* START INPUT FOR THIS TASK *
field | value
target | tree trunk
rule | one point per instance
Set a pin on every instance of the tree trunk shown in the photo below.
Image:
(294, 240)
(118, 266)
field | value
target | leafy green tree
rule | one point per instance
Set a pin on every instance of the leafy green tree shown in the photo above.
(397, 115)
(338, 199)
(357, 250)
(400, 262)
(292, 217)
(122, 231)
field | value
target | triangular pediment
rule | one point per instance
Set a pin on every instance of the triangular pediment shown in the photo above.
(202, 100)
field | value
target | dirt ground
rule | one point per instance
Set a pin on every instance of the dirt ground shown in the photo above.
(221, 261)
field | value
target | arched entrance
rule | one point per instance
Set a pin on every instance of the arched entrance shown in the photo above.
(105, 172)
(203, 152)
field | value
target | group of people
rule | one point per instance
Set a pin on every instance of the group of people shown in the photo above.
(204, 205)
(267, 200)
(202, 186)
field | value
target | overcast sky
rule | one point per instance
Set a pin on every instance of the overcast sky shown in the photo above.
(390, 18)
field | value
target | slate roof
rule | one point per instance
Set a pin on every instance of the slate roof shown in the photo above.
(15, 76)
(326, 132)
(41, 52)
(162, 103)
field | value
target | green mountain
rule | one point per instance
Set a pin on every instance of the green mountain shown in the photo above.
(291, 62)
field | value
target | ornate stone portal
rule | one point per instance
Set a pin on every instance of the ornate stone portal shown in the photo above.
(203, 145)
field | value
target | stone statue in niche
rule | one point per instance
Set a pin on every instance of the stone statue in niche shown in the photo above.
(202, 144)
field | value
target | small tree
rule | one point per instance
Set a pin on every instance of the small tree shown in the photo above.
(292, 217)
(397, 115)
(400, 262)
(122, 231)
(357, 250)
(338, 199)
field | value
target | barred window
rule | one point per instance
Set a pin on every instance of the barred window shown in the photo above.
* END INPUT FOR THIS TASK *
=== EXERCISE REQUIREMENTS ===
Swap each "Set a pin" in the records for "Place a marker" and write the records out again with nothing else changed.

=== THE ANSWER ===
field | value
target | tree trunk
rule | one point per instance
Place a marker on every instance of the tree trunk shown in the photo below.
Image:
(294, 240)
(118, 266)
field | value
target | leafy green tree
rule | one point per instance
Place a marker on every instance of the leafy green tree shown in the photo above.
(397, 115)
(338, 199)
(357, 250)
(400, 262)
(292, 217)
(122, 231)
field | value
target | triangular pediment
rule | one point per instance
Place a marker on every instance of the triangular pediment shown in the photo above.
(202, 100)
field | value
target | dirt ground
rule | one point per instance
Place a marker on every instance of the dirt ground shown in the photo above.
(221, 261)
field | value
target | arched entrance
rule | one point per instance
Place a marker on every instance of the arched entrance shown in the photo above.
(105, 172)
(203, 152)
field | value
target | group of people
rule | one point per instance
Place a marker on every instance of the group of people shown in the photo above.
(204, 205)
(267, 200)
(202, 186)
field | value
target | overcast sky
rule | one point per instance
Place a marker on every instance of the overcast sky shown in the photo above.
(390, 18)
field | value
target | slate roof
rule | one point per instance
Place a marker on every instance of the slate roof shown in the photo above.
(15, 76)
(326, 132)
(41, 52)
(162, 103)
field | value
target | green mountain
rule | one point per instance
Place a marker on every instance of the green mountain shown in the photo above.
(291, 62)
field | value
target | ornate stone portal
rule | one point per instance
Place a marker on every instance of the ornate stone portal shown in the photo above.
(203, 145)
field | value
target | stone statue in niche
rule | one point per instance
Place a marker on every instance of the stone statue in niche shown in the photo above.
(202, 144)
field | value
target | small tree
rule | one point per instance
Place a marker on every instance of the small tree shown in the photo above.
(292, 217)
(397, 115)
(400, 262)
(122, 231)
(357, 250)
(338, 199)
field | value
target | barred window
rule | one point per instance
Place a marker on every instance of the barred window shown in the photo above.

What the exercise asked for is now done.